ВАША ЗАДАЧА -> Переведите на английский язык предложение из исходного фрагмента: «В солнечный выходной день по Тверскому бульвару гуляет парочка.»

Говорит Москва
Шрифт:
– Таня, апелляционный суд назначен только через неделю! Она написала, что у него психическое расстройство! Все это из-за смеха его чудовищного. Таня, да послушай ты меня! Алло! Это же твой папа, а не мой. Мы все грамотно подали. Мы сделаем так, что ты становишься опекуном. Будешь сама за него везде ходить. Менту этому мы 500 долларов уже дали.
На этой фразе мужчина сам себя перебивает:
– Таня, всё. Такие вопросы по телефону не обсуждают.
И, положив трубку, идет к полкам с классикой.
В солнечный выходной день по Тверскому бульвару гуляет парочка. Обнимая девушку, парень зазывным голосом спрашивает:
– Хочешь, в столовую в пенсионном фонде зайдем?

ИСХОДНЫЕ ДАННЫЕ ->
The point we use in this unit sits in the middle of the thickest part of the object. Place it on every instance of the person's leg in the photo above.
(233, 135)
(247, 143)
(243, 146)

ОЖИДАЕМЫЙ ОТВЕТ -> On a sunny day off, a couple is strolling along Tverskoy Boulevard.